§ **本文**:
説明

非空気式タイヤの製造方法およびそれを用いた非空気式タイヤ

【課題】押出物を切断し、円環状に形成する際の接合面を強固に接合し、その際生じる接合部の形状を再成形して所定のタイヤ性能を発揮させ、長期にわたる苛酷な使用環境でも故障することのない軽車両用の非空気式タイヤの製造方法を提供する。また、タイヤ本体のマテリアルリサイクルを可能にする非空気式タイヤを提供することを目的とする。
【解決手段】1)エラストマー組成物を所定の形状に成形する工程と、2)定尺に切断する工程と、3)切断された端面を加熱する工程と、4)加熱された端面同士を接合・保持する工程と、5)接合部を再成形する工程を設け、非空気式タイヤの組成物としては、マレイン酸変性オレフィン系エラストマー100重量部に対し、含窒素複素環化合物を0.1〜3重量部、オレフィン系樹脂を50〜150重量部、スチレン系エラストマーを20〜80重量部、パラフィンオイルを50〜150重量部配合するのがよい。

【発明の詳細な説明】
【技術分野】
【0001】
本発明は、非空気式タイヤの製造方法に関するもので、特に、自転車用、車椅子用、ゴルフカートなどの軽車両用の非空気式タイヤとして最適な製造方法を提供するものである。
【0002】
更に詳しくは、押出物の切断面を強固に接合し、長期にわたる苛酷な使用環境でも故障することがなく、更に、マテリアルリサイクル性にも優れた軽車両用の非空気式タイヤの製造方法であって、特に、タイヤをキャップやベースなどに区分して各々異なる材料を使用することによりタイヤ性能を向上させる上で有利な多色化を利用した非空気式タイヤにおいて、低コストで且つ簡易な製造方法を提供するものである。
【背景技術】
【0003】
自転車用、車椅子用、ゴルフカートなどの軽車両用タイヤは空気式タイヤが主に使用されてきているが、近年、特にパンクレスなどの利点があることから非空気式タイヤが提案され一部実用化がされてきている。
【0004】
この非空気式タイヤは、通常、所謂ソリッドタイヤであり、図13は、その断面構造の一例を示す図である。図13(a)にて、タイヤ本体202はゴム材等から成る中実構造の環状体から構成されている。タイヤ本体202の両側面には溝部203がタイヤ一周にわたり形成される。図13(b)は、タイヤ本体202をリム206に嵌合させた図であり、図13(b)のリム端部205にタイヤの溝部203を嵌合させる。なお、タイヤの接地面には必要に応じて、トレッド溝が設けられる。
【0005】
図13にて、タイヤを組み付ける車輪の台部206をリム、リム206の両端205をリム端部と呼ぶ。ホイールとは、タイヤを嵌めている車輪のことで、リム206並びに、図示していないが、スポーク、ハブ等から構成されている。

§ **入力エントリ**:
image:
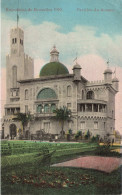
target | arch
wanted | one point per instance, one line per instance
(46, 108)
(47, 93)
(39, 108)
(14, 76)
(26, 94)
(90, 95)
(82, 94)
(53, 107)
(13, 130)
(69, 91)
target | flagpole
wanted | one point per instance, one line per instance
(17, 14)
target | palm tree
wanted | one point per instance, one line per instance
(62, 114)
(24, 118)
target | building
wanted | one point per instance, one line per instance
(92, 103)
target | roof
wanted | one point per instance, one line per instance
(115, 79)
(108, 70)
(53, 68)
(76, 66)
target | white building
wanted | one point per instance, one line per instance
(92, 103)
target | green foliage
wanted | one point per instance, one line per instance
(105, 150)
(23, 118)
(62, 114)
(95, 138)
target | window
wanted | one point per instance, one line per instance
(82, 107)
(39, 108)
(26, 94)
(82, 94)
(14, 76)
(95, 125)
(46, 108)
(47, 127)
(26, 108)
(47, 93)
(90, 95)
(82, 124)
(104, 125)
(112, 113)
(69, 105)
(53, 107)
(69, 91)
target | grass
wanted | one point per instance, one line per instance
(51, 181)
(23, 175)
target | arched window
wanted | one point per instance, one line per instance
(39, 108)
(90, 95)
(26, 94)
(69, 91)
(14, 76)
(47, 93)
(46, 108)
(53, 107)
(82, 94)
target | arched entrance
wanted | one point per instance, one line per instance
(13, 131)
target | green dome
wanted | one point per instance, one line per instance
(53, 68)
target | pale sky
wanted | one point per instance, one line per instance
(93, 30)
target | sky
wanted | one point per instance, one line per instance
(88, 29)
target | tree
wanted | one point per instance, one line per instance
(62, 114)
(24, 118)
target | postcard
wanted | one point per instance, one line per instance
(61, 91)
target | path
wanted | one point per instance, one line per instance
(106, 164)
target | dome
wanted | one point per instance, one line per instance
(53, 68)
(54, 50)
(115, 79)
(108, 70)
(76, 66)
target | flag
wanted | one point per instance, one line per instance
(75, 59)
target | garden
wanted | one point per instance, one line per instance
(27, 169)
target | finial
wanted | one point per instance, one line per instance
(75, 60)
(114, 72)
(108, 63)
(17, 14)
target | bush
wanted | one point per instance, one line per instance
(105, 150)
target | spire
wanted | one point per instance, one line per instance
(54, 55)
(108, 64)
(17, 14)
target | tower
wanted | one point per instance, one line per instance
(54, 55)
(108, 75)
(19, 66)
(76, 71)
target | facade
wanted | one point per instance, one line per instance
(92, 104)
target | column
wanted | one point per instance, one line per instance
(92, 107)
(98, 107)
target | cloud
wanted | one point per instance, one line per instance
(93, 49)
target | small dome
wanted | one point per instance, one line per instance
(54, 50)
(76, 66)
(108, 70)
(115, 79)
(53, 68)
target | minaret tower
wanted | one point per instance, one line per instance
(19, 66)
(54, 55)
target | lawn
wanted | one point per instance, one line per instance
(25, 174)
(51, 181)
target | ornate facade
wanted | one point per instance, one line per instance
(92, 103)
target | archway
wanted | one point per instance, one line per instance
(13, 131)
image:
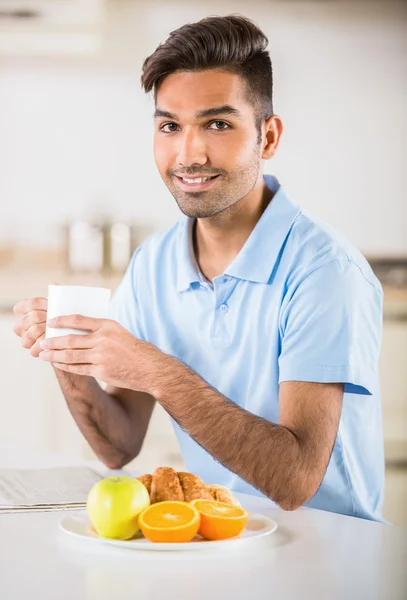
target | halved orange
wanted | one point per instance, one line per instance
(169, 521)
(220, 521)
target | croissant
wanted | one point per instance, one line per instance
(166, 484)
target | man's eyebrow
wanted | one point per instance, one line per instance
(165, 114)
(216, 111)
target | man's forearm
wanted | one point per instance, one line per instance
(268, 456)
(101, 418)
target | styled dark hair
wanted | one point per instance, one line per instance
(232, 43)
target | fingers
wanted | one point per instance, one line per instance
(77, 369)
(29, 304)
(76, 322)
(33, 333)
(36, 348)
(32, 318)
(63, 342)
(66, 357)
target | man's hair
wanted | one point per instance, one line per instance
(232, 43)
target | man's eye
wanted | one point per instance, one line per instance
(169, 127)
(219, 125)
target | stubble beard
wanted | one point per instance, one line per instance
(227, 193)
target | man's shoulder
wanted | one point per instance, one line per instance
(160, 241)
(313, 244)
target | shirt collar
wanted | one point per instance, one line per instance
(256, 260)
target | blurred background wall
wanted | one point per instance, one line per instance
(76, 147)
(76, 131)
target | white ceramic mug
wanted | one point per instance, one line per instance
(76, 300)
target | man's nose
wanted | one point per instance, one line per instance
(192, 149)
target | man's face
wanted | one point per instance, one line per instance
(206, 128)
==
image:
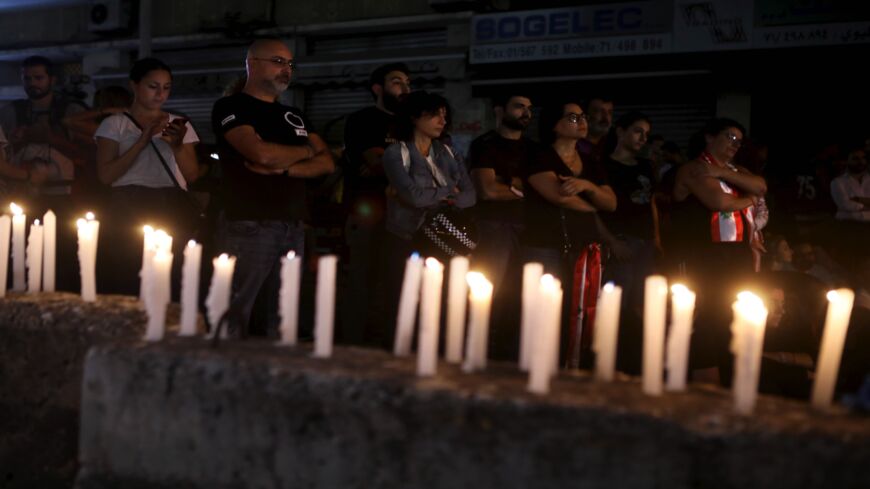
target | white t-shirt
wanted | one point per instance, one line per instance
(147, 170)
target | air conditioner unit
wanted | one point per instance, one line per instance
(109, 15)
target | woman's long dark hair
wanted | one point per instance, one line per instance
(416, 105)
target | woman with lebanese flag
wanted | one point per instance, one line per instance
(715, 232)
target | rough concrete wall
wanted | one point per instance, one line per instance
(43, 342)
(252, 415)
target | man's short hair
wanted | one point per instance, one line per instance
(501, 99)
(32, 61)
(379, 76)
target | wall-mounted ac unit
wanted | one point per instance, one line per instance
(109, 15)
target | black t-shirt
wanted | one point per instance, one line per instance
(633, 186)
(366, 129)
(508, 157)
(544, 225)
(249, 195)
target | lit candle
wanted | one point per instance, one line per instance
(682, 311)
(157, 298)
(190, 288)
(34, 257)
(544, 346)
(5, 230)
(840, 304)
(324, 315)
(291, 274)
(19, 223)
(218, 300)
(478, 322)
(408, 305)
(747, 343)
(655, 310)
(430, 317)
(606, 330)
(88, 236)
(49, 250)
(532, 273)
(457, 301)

§ **練習課題 A**:
本文について、次の問いに答えてください。
(i) 組成物として、マレイン酸変性オレフィン系エラストマー100重量部に対し、パラフィンオイルを何重量部配合するのがよいとされていますか。
(ii) 図13(a)で、タイヤ本体202の両側面にタイヤ一周にわたって形成されるものは何ですか。
(iii) 図13で、リム206の両端205は何と呼ばれていますか。
§ **練習課題 B**:
エントリの中から、文字列「wall」を含む行をすべて特定し、書き写してください。大文字と小文字は区別します。
本文とエントリは、それぞれ別の出典から取られたものです。

§ **解答 A**:
(i) 50〜150重量部
(ii) 溝部203
(iii) リム端部

§ **解答 B**:
target | blurred background wall
target | rough concrete wall
target | wall-mounted ac unit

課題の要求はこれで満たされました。